## Tarefas a realizar
1. Traduza para o inglês esta frase da matéria sobre inovação: "Desde 2004, André Coutinho trabalha com Francis Gouillart, um dos idealizadores do método de inovação de valor, utilizado por W. Chan Kim e Renée Mauborgne no livro A Estratégia do Oceano Azul."
2. Transforme em lista o parágrafo da matéria sobre inovação que começa com "Normalmente, André Coutinho é sócio-diretor", mantendo os fatos principais.
3. Reproduza o trecho da matéria sobre inovação que começa em "INOVAÇÃO - Uma" e segue até "pena a leitura!".

## Trecho selecionado
10 maio 2010

INOVAÇÃO - Uma visão sobre inovação no Brasil. "Não basta jogar o jogo"

Fonte: Portal Amanhã

Muito interessante esta matéria da Revista Amanhã com André Coutinho da Symnetcis, um dos representantes da estratégia do Oceano Azul no Brasil. Vale a pena a leitura!

André Coutinho, sócio-diretor da Symnetics, critica o modo conservador pelo qual as empresas pensam os seus negócios e sustenta que os MBAs apenas formam gestores médios

Normalmente, André Coutinho é sócio-diretor da Symnetics. Mas como foge do formalismo e da ortodoxia, prefere dar outro nome à posição que ocupa na consultoria. "Sou designer de inovação", diz. Ele parece esperar a pergunta inevitável sobre what hell faz um designer de inovação - e ela vem. "O que eu faço é ajudar pessoas e organizações a encontrar novos espaços de mercado, desenhar negócios", define Coutinho, um recifense de 37 anos que enrolou o diploma de economista, pela Unicamp, para se dedicar à administração. Até outubro, ele deve lançar seu segundo livro, O Ativista da Estratégia- o primeiro, em coautoria, foi Gestão da Estratégia: Experiências e Lições de Empresas Brasileiras. Desde 2004, André Coutinho trabalha com Francis Gouillart, um dos idealizadores do método de inovação de valor, utilizado por W. Chan Kim e Renée Mauborgne no livro A Estratégia do Oceano Azul. Autor do prefácio à edição brasileira, Coutinho destaca, na entrevista a seguir, alguns bons exemplos de empresas brasileiras que estão procurando espaços inexplorados de mercado, mas critica o conservadorismo que ainda impera nas companhias. "É a cultura do comando e do controle, da hierarquia - onde os que estão em cima mandam e pensam e os de baixo apenas executam", lamenta.

É difícil mudar o padrão de pensamento dominante nas empresas em matéria de definição de estratégias?

## Dados fornecidos
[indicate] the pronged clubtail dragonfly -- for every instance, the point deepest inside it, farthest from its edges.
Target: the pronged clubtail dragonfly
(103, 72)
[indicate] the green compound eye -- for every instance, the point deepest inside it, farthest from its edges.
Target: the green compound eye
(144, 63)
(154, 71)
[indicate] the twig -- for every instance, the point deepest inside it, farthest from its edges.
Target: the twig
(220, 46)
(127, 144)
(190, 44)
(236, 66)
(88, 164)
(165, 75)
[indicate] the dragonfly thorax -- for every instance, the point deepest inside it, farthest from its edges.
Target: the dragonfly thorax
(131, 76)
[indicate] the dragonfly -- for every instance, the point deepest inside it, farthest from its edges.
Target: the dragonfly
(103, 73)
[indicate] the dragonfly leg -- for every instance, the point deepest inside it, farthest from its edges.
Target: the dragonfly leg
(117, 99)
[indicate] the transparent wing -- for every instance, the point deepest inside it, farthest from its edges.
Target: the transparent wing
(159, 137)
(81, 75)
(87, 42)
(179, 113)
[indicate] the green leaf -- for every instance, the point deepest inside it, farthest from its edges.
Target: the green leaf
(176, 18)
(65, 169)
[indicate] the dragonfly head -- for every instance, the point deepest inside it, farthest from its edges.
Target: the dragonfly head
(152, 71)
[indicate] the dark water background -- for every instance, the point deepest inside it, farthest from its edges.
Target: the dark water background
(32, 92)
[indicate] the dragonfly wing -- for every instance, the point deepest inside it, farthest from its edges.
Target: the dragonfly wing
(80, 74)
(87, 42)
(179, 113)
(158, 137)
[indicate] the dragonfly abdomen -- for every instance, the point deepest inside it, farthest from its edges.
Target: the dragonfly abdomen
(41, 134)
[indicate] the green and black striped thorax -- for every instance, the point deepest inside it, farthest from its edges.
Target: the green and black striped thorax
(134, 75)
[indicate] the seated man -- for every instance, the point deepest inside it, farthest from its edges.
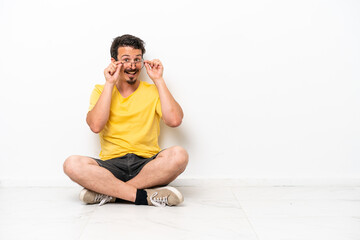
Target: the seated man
(126, 113)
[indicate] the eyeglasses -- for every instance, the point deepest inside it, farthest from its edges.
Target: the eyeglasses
(139, 63)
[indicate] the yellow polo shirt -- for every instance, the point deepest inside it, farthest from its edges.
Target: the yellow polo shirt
(134, 122)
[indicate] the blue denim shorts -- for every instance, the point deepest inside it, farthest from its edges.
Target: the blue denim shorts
(126, 167)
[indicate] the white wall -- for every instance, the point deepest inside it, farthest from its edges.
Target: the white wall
(270, 89)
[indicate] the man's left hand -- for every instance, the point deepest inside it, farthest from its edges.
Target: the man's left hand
(154, 69)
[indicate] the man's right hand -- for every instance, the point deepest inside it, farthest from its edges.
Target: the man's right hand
(112, 72)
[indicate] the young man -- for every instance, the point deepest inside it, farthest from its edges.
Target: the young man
(126, 113)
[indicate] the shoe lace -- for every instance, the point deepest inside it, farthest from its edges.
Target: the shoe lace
(160, 201)
(102, 199)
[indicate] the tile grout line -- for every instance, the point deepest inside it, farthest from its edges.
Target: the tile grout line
(86, 223)
(246, 215)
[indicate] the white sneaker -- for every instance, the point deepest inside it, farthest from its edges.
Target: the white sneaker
(90, 197)
(165, 196)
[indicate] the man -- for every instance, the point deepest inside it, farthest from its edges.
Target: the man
(126, 113)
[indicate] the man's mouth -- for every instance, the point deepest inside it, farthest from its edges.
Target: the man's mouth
(130, 73)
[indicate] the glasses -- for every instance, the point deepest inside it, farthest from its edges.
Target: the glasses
(138, 63)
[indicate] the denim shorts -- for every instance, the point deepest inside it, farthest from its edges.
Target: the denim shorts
(126, 167)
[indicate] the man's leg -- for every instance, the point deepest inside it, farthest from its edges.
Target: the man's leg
(87, 172)
(169, 164)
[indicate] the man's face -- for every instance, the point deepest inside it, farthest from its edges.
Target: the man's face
(131, 59)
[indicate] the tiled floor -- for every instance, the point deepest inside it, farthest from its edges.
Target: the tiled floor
(259, 213)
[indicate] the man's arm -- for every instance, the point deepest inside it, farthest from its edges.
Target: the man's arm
(172, 113)
(99, 115)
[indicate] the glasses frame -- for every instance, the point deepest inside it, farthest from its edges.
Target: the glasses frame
(135, 63)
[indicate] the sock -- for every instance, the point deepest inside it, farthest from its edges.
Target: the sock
(141, 197)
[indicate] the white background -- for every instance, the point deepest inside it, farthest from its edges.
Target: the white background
(270, 89)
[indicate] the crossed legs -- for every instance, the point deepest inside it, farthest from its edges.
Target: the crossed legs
(85, 171)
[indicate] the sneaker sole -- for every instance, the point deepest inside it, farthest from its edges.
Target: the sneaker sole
(176, 192)
(82, 194)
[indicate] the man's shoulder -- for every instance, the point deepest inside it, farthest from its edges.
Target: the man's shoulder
(99, 86)
(149, 86)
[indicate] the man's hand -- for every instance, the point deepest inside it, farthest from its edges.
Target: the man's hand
(112, 72)
(154, 69)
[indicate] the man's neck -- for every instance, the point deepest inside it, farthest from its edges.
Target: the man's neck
(125, 88)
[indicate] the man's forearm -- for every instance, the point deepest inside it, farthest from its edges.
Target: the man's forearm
(99, 115)
(172, 113)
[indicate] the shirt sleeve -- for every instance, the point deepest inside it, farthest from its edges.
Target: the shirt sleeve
(95, 96)
(158, 107)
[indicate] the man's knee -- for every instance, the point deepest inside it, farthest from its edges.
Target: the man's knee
(73, 165)
(180, 157)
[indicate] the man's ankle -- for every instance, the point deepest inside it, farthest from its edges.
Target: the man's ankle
(141, 197)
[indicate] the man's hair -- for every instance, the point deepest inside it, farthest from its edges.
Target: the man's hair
(126, 40)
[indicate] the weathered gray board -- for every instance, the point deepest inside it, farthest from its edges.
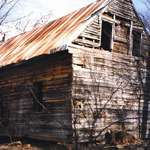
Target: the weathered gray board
(18, 117)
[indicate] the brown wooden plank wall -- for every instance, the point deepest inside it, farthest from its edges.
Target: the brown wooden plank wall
(107, 82)
(16, 85)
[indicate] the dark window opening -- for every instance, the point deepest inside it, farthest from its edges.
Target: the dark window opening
(136, 43)
(38, 96)
(106, 36)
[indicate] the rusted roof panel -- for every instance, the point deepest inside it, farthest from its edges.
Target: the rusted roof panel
(48, 38)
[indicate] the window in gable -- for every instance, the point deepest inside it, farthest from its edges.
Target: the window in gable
(38, 96)
(136, 43)
(106, 35)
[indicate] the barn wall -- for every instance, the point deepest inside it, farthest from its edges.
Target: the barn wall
(107, 90)
(17, 98)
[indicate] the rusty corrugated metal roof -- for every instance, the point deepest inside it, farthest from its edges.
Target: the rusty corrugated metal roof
(48, 38)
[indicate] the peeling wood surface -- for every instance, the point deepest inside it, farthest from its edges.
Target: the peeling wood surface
(19, 117)
(108, 83)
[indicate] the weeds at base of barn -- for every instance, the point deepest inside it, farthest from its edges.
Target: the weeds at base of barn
(19, 146)
(128, 142)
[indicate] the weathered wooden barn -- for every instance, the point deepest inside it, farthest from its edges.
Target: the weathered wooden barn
(77, 76)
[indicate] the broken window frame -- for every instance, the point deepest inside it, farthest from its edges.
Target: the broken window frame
(38, 96)
(136, 52)
(110, 21)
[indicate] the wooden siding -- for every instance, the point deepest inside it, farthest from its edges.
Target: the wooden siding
(107, 83)
(19, 118)
(125, 9)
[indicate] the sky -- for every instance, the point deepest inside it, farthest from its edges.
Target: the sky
(34, 9)
(56, 8)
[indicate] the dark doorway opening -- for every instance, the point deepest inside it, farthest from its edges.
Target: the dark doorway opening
(106, 36)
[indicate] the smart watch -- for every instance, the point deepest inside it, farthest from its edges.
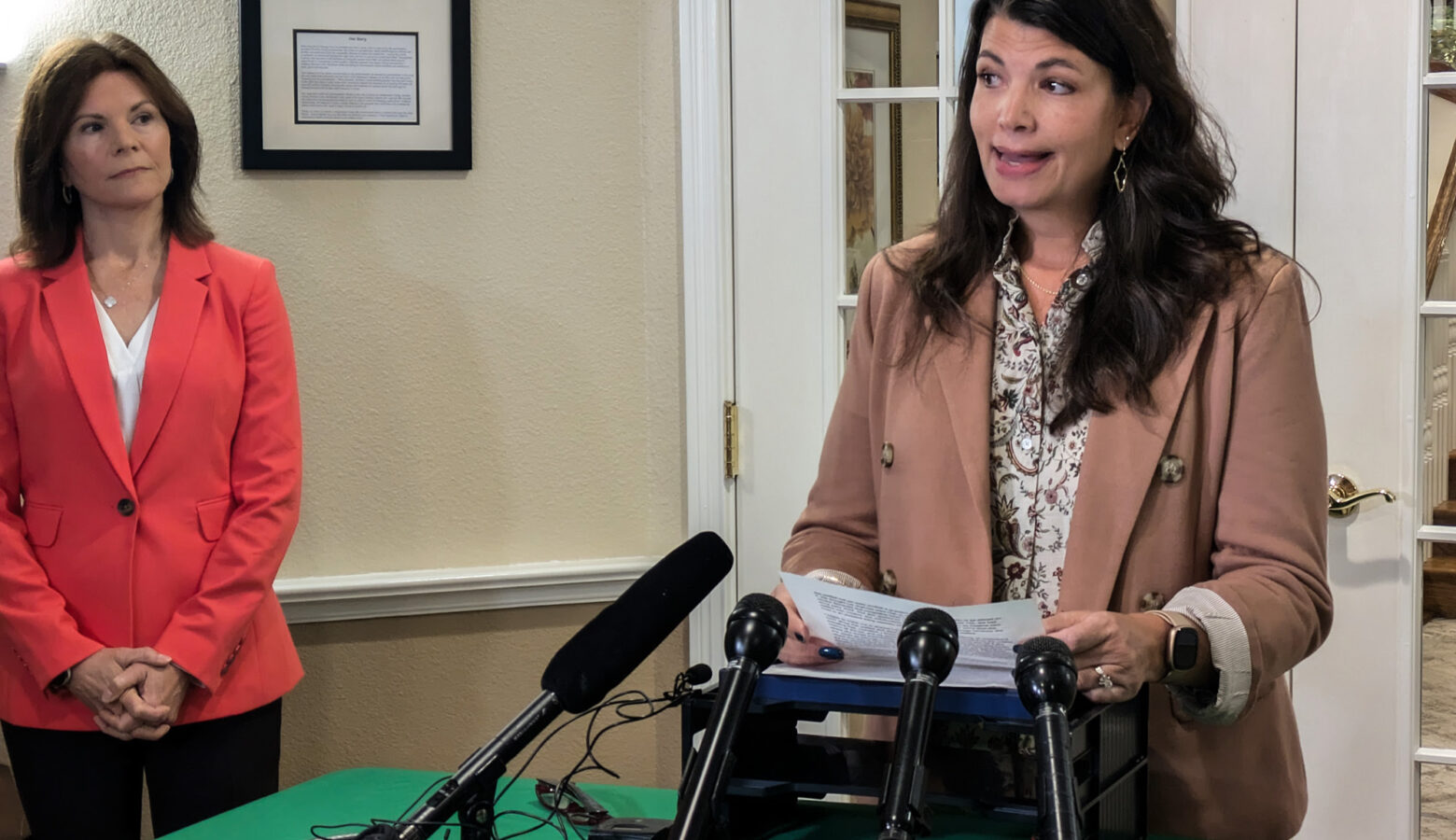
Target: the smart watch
(1183, 641)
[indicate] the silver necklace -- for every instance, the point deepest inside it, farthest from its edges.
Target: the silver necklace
(1026, 275)
(109, 301)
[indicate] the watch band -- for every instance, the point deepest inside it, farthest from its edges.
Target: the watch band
(60, 681)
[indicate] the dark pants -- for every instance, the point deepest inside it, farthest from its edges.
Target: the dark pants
(88, 785)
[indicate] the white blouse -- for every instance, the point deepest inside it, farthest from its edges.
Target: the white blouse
(129, 361)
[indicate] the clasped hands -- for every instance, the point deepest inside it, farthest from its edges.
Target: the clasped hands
(134, 692)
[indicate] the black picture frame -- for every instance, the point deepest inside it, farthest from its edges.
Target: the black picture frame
(255, 156)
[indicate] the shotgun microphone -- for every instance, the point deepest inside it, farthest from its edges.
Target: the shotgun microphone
(590, 665)
(930, 644)
(757, 628)
(1047, 683)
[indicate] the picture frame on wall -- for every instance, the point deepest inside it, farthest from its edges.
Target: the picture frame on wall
(356, 85)
(874, 165)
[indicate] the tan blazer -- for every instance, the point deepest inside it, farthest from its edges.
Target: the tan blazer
(1240, 408)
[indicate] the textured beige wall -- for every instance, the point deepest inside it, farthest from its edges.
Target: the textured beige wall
(489, 360)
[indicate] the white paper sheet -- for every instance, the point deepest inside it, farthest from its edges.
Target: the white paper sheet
(866, 628)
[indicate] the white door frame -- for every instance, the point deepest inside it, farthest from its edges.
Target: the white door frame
(707, 329)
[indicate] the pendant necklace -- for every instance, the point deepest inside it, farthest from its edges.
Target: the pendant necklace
(109, 301)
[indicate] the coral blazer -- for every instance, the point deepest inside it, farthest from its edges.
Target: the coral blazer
(172, 545)
(1240, 408)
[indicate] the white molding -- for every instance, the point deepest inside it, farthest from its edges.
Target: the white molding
(1432, 756)
(847, 95)
(428, 592)
(707, 327)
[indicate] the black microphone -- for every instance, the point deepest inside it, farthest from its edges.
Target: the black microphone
(1047, 683)
(930, 644)
(698, 674)
(757, 628)
(590, 665)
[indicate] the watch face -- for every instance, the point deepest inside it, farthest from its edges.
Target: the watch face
(1185, 648)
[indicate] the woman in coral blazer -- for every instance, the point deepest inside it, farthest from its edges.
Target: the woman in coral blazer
(1089, 389)
(148, 466)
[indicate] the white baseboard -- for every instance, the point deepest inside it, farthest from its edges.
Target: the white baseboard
(428, 592)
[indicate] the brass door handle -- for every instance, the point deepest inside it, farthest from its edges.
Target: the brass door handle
(1346, 497)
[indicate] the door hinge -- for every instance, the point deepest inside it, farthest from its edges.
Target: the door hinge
(730, 440)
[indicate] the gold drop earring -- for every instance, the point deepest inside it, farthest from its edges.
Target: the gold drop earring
(1120, 171)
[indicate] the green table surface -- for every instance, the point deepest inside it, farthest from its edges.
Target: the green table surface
(356, 796)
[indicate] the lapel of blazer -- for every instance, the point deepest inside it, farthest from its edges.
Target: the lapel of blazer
(964, 369)
(77, 330)
(172, 333)
(1117, 470)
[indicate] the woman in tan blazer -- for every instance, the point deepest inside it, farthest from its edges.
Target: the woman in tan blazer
(1088, 387)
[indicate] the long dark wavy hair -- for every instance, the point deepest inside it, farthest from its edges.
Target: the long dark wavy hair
(1168, 249)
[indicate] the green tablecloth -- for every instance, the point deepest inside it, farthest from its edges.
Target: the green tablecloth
(353, 796)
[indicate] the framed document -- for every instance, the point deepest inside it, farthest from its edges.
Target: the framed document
(356, 85)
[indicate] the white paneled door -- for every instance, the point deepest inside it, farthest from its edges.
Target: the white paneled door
(1323, 106)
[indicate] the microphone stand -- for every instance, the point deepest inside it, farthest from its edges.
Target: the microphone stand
(470, 792)
(928, 647)
(754, 637)
(1047, 683)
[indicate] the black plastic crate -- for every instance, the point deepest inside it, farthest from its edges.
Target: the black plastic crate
(774, 764)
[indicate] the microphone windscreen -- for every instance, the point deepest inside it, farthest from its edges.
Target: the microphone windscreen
(1040, 645)
(757, 629)
(1044, 673)
(625, 634)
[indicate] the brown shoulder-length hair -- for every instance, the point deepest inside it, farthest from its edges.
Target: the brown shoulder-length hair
(1168, 246)
(47, 109)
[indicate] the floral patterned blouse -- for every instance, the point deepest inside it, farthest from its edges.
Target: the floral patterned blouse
(1034, 469)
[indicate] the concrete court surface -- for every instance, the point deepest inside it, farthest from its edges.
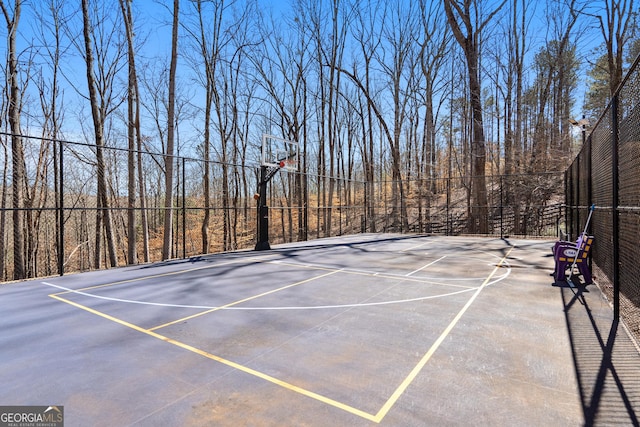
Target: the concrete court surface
(374, 329)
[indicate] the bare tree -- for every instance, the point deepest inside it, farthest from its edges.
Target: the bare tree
(134, 138)
(169, 159)
(100, 107)
(467, 24)
(17, 149)
(616, 27)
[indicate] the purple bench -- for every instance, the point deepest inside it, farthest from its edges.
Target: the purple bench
(566, 254)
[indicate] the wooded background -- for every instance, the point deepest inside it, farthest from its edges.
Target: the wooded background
(131, 131)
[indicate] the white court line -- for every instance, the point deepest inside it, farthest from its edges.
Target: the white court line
(312, 307)
(425, 266)
(415, 247)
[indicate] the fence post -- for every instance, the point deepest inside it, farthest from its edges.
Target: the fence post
(61, 209)
(615, 202)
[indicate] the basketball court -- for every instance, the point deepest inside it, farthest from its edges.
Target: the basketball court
(360, 330)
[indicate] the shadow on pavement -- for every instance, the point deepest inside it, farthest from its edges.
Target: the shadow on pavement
(607, 363)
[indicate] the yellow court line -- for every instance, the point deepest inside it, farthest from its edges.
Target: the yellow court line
(416, 370)
(403, 278)
(154, 276)
(229, 363)
(377, 418)
(173, 322)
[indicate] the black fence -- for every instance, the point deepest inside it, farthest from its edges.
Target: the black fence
(63, 225)
(606, 173)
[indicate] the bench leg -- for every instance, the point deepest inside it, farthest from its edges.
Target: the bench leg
(585, 272)
(559, 273)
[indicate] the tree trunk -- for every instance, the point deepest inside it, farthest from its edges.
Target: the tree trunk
(168, 158)
(98, 126)
(17, 150)
(132, 95)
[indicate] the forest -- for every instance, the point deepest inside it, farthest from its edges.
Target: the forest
(131, 131)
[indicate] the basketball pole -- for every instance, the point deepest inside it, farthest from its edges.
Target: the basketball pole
(266, 173)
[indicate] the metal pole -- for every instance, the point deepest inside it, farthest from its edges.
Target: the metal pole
(184, 212)
(615, 203)
(61, 211)
(263, 212)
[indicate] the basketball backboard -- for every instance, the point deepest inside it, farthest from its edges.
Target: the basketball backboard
(280, 153)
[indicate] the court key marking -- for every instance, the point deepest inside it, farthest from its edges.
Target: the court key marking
(377, 418)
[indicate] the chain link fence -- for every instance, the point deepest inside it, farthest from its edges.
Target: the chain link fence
(606, 173)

## Resultados por tarefa
1. Since 2004, André Coutinho has worked with Francis Gouillart, one of the originators of the value innovation method used by W. Chan Kim and Renée Mauborgne in the book Blue Ocean Strategy.

2.
- André Coutinho é sócio-diretor da Symnetics, mas prefere se apresentar como "designer de inovação".
- Define seu trabalho como ajudar pessoas e organizações a encontrar novos espaços de mercado e a desenhar negócios.
- É recifense, tem 37 anos e formou-se em economia pela Unicamp, mas se dedicou à administração.
- Deve lançar até outubro seu segundo livro, O Ativista da Estratégia. O primeiro, escrito em coautoria, foi Gestão da Estratégia: Experiências e Lições de Empresas Brasileiras.
- Desde 2004 trabalha com Francis Gouillart, um dos idealizadores do método de inovação de valor usado no livro A Estratégia do Oceano Azul, cuja edição brasileira traz um prefácio escrito por ele.
- Na entrevista, destaca empresas brasileiras que buscam espaços inexplorados de mercado.
- Critica o conservadorismo das companhias, marcado pela cultura do comando, do controle e da hierarquia.

3.
INOVAÇÃO - Uma visão sobre inovação no Brasil. "Não basta jogar o jogo"

Fonte: Portal Amanhã

Muito interessante esta matéria da Revista Amanhã com André Coutinho da Symnetcis, um dos representantes da estratégia do Oceano Azul no Brasil. Vale a pena a leitura!